## Short problem
Find the line that contains "Would you be able to mark the green tractor". Copy it and every line after it to the end of the material below, exactly, with no pictures.

## Data provided
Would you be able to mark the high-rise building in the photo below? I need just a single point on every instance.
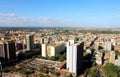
(30, 42)
(8, 51)
(112, 57)
(75, 57)
(44, 50)
(42, 40)
(0, 69)
(108, 45)
(52, 49)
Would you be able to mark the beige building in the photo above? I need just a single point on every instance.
(52, 49)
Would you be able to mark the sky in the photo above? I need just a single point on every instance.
(60, 13)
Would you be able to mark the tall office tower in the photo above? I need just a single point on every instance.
(42, 40)
(30, 42)
(8, 51)
(0, 69)
(44, 50)
(108, 45)
(75, 57)
(112, 57)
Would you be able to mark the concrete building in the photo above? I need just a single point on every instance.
(108, 45)
(52, 49)
(30, 42)
(75, 57)
(110, 56)
(44, 50)
(8, 51)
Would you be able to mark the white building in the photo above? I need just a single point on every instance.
(75, 57)
(44, 50)
(108, 45)
(52, 49)
(30, 42)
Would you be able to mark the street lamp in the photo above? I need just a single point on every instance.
(0, 69)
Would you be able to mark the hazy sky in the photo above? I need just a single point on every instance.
(52, 13)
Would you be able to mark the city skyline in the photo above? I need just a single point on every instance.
(60, 13)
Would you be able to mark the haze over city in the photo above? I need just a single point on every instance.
(59, 38)
(60, 13)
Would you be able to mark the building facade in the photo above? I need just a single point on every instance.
(8, 51)
(75, 57)
(30, 42)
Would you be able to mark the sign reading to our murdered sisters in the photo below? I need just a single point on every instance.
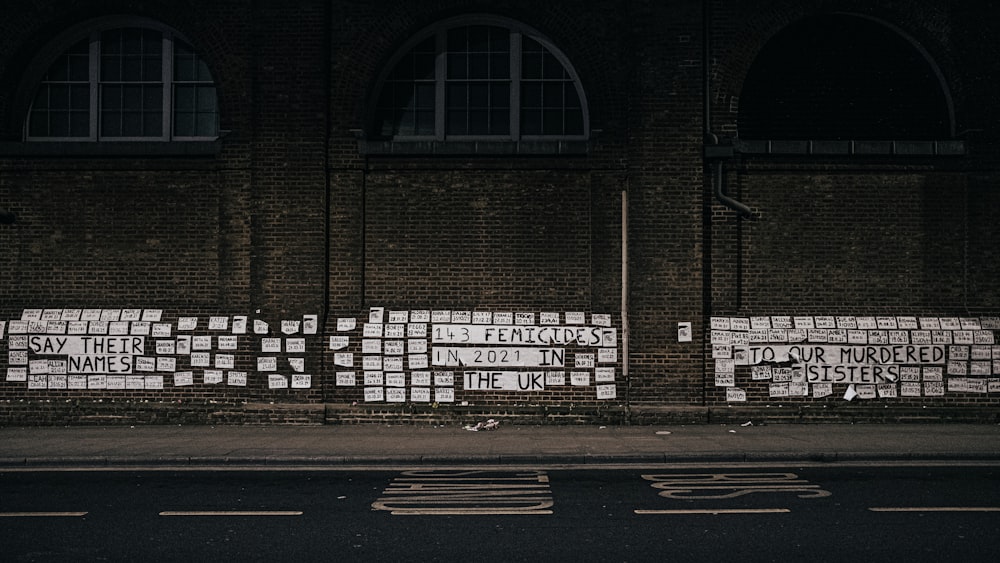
(874, 357)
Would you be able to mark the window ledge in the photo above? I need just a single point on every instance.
(850, 148)
(475, 148)
(77, 149)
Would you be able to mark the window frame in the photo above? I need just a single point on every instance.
(91, 32)
(439, 31)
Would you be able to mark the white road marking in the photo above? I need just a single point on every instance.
(42, 514)
(717, 511)
(231, 513)
(935, 509)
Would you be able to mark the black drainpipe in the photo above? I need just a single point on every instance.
(715, 153)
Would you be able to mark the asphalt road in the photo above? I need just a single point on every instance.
(745, 513)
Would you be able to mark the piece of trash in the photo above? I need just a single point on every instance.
(490, 424)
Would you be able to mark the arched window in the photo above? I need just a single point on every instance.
(482, 78)
(843, 77)
(137, 82)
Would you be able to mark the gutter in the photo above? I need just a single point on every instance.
(714, 152)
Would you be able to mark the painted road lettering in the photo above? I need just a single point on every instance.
(432, 492)
(715, 486)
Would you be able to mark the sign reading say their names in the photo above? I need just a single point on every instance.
(66, 345)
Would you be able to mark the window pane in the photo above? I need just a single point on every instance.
(500, 95)
(111, 97)
(131, 124)
(478, 122)
(184, 97)
(457, 65)
(38, 124)
(531, 95)
(111, 124)
(206, 99)
(152, 124)
(184, 124)
(456, 124)
(552, 122)
(79, 97)
(531, 122)
(500, 122)
(479, 65)
(479, 96)
(455, 97)
(207, 124)
(574, 122)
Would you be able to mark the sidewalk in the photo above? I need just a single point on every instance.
(286, 446)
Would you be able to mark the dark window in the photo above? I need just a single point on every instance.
(125, 83)
(480, 81)
(842, 77)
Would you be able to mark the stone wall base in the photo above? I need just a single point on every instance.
(117, 413)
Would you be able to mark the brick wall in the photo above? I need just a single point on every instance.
(289, 216)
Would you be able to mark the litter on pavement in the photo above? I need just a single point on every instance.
(490, 424)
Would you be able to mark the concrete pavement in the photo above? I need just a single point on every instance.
(255, 446)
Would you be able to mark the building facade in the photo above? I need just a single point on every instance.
(628, 212)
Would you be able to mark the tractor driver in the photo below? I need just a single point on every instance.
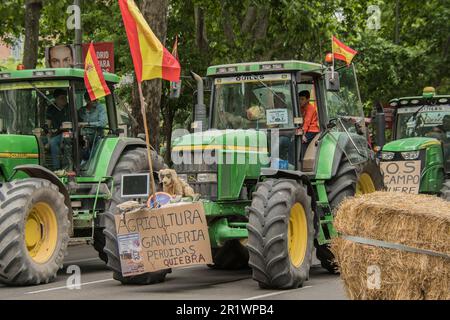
(310, 120)
(94, 117)
(57, 113)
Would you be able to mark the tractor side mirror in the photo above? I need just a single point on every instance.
(332, 82)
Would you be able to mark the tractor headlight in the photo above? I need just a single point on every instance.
(411, 155)
(387, 155)
(207, 177)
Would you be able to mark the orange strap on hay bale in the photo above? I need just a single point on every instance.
(389, 245)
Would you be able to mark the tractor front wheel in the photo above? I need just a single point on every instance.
(131, 161)
(281, 234)
(34, 232)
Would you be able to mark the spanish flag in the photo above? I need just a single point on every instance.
(151, 60)
(342, 52)
(93, 76)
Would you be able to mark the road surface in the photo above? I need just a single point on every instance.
(197, 283)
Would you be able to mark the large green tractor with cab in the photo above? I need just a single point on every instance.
(268, 200)
(57, 181)
(417, 160)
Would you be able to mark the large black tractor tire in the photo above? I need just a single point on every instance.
(131, 161)
(233, 255)
(445, 191)
(99, 244)
(281, 234)
(349, 181)
(34, 232)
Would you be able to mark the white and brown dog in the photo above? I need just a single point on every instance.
(174, 185)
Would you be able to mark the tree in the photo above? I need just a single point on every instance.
(155, 12)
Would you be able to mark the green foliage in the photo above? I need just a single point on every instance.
(250, 30)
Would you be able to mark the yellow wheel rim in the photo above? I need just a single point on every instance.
(365, 185)
(297, 235)
(41, 232)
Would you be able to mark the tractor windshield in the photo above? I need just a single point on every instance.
(430, 121)
(23, 105)
(253, 101)
(346, 105)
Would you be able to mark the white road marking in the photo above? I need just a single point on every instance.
(91, 282)
(65, 287)
(276, 293)
(82, 260)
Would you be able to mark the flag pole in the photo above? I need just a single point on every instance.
(147, 140)
(332, 53)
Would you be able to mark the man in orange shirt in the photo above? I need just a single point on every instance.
(310, 119)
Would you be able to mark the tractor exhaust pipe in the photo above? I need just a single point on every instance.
(380, 123)
(200, 107)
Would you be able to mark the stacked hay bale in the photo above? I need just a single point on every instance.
(394, 246)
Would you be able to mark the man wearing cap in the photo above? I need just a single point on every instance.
(310, 119)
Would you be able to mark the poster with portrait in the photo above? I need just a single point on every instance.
(60, 56)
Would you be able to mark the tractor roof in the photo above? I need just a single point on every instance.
(49, 74)
(267, 66)
(419, 100)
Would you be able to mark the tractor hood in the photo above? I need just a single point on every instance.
(410, 144)
(17, 150)
(238, 140)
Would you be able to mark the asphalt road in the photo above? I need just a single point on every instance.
(193, 283)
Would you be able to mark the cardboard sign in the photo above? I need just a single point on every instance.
(105, 55)
(170, 237)
(402, 176)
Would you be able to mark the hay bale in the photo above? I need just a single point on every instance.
(417, 221)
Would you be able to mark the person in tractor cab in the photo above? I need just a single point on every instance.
(93, 119)
(310, 120)
(57, 113)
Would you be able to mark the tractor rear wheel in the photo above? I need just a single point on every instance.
(281, 234)
(233, 255)
(131, 161)
(445, 191)
(349, 181)
(34, 232)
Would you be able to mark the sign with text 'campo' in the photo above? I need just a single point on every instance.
(169, 237)
(401, 176)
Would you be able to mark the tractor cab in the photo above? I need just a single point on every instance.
(420, 137)
(264, 97)
(45, 119)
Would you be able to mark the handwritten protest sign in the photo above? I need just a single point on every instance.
(401, 176)
(170, 237)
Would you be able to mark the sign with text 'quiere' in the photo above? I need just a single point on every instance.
(169, 237)
(401, 176)
(105, 55)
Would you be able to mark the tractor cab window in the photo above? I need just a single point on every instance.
(346, 105)
(424, 121)
(346, 115)
(38, 108)
(92, 122)
(253, 102)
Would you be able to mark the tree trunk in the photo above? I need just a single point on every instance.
(169, 115)
(32, 16)
(155, 12)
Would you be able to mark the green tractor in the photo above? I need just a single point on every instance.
(42, 206)
(417, 160)
(269, 201)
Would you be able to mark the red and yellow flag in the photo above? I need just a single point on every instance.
(342, 52)
(151, 60)
(93, 76)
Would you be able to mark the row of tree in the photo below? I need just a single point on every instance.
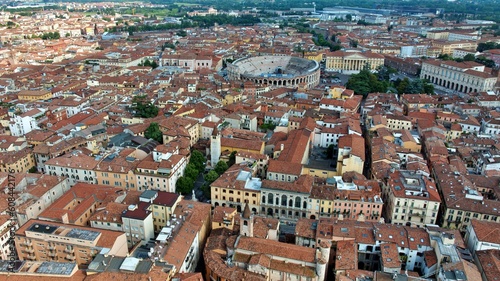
(470, 57)
(185, 184)
(366, 82)
(143, 108)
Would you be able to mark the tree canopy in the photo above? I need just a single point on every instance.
(143, 108)
(481, 47)
(366, 82)
(221, 167)
(198, 160)
(416, 86)
(184, 185)
(211, 177)
(154, 132)
(191, 171)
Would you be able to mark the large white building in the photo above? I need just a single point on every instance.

## Exercise solution
Would you be able to mark the green tractor in the photo above? I need just a single point on every instance.
(42, 206)
(417, 160)
(269, 201)
Would you be able to mark the red and yellow flag in the photo above? I need just a single point on every instance.
(342, 52)
(151, 60)
(93, 76)
Would you be able to mark the row of tree in the photo below? I need just a single point on every instance.
(470, 57)
(185, 184)
(366, 82)
(143, 108)
Would you be able to mark the tree canopy in the photo above? I need just a single point on every instance.
(143, 108)
(481, 47)
(366, 82)
(221, 167)
(198, 160)
(416, 86)
(184, 185)
(211, 177)
(154, 132)
(191, 171)
Would you be able to mark the large white building in the photo above? I need just a single point on every instance.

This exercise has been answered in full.